▸ GIVEN REQUEST
From the article on open source as code escrow, extract word for word the passage that begins with the words containing "But I’m going" and ends with "your users are.".

▸ READING TEXT
============================================================

Skip to content

ElasticSearch

Open source is code escrow on the cheap

I read this article a while back about the VC backed open core playbook. Worth a read.

If you haven’t had a chance yet, the playbook is:

  • start an open source product
  • create a company around it
  • use the siren of open source to drive adoption
  • take VC money
  • continue to developer the open source solution
  • build out closed source functionality, typically as a hosted SaaS
  • over invest in the closed source edition
  • let the open source version wither on the vine
  • profit !?!

The crux of the argument is that the open source version of whatever software is being sold is a pure marketing play, and that all the focus will eventually arrive on the closed source extensions or functionality. After all, that is what drives the revenue, and since the company took VC money, they need outsize revenue.

There are a few flaws in the argument, including, but not limited to:

  • it is possible, and even likely if a project succeeds, that there is a community of other companies that will drive the open source project forward under another name (see Opensearch or Valkey)
  • the marketing value of the open source project doesn’t necessarily recede as the closed source functionality drives more revenue; it may even grow
  • not every open source company is VC funded

But I’m going to set all those aside for now, and focus on the value of open source for the end developer. In particular, why is that so attractive to devs? Why is it such a powerful marketing tool to drive adoption?

There are two reasons OSS is important for dev focused tools:

  • permissionless access
  • derisking the future

Let’s dig into each of these.

Permissionless access

When a product is open source, a developer can access it, typically by downloading and running the code, without talking to anyone. They don’t have to fill out a ‘contact sales’ form or give any information to the vendor. By the way, marketing departments hate that, not because they want to spam developers, but because it’s really hard to do modern marketing when you have no idea who your users are.

Just as importantly, a developer downloading an OSS project does not have to ask for money or permission from their own organization either. They are spending time, which is an opportunity cost, but for typical developers that isn’t an expense that is tracked too closely. Even agency developers billing by the hour have time to explore and can justify investigating a tool if they think it will speed delivery.

============================================================

▸ EXTRACTED ENTRIES
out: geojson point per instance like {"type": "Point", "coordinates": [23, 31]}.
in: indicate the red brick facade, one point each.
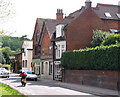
{"type": "Point", "coordinates": [80, 31]}
{"type": "Point", "coordinates": [112, 24]}
{"type": "Point", "coordinates": [18, 58]}
{"type": "Point", "coordinates": [35, 43]}
{"type": "Point", "coordinates": [45, 43]}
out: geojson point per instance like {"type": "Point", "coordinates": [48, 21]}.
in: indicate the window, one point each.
{"type": "Point", "coordinates": [58, 51]}
{"type": "Point", "coordinates": [62, 46]}
{"type": "Point", "coordinates": [50, 50]}
{"type": "Point", "coordinates": [50, 68]}
{"type": "Point", "coordinates": [43, 53]}
{"type": "Point", "coordinates": [62, 32]}
{"type": "Point", "coordinates": [37, 36]}
{"type": "Point", "coordinates": [107, 14]}
{"type": "Point", "coordinates": [118, 15]}
{"type": "Point", "coordinates": [25, 63]}
{"type": "Point", "coordinates": [42, 68]}
{"type": "Point", "coordinates": [24, 53]}
{"type": "Point", "coordinates": [36, 50]}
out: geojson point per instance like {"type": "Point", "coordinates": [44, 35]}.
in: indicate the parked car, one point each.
{"type": "Point", "coordinates": [4, 72]}
{"type": "Point", "coordinates": [31, 75]}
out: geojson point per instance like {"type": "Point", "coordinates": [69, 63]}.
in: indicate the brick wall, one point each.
{"type": "Point", "coordinates": [46, 42]}
{"type": "Point", "coordinates": [102, 79]}
{"type": "Point", "coordinates": [80, 31]}
{"type": "Point", "coordinates": [35, 44]}
{"type": "Point", "coordinates": [112, 24]}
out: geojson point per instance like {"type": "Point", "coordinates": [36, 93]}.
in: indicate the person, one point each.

============================================================

▸ RESPONSE TO THIS EXERCISE
But I’m going to set all those aside for now, and focus on the value of open source for the end developer. In particular, why is that so attractive to devs? Why is it such a powerful marketing tool to drive adoption?

There are two reasons OSS is important for dev focused tools:

  • permissionless access
  • derisking the future

Let’s dig into each of these.

Permissionless access

When a product is open source, a developer can access it, typically by downloading and running the code, without talking to anyone. They don’t have to fill out a ‘contact sales’ form or give any information to the vendor. By the way, marketing departments hate that, not because they want to spam developers, but because it’s really hard to do modern marketing when you have no idea who your users are.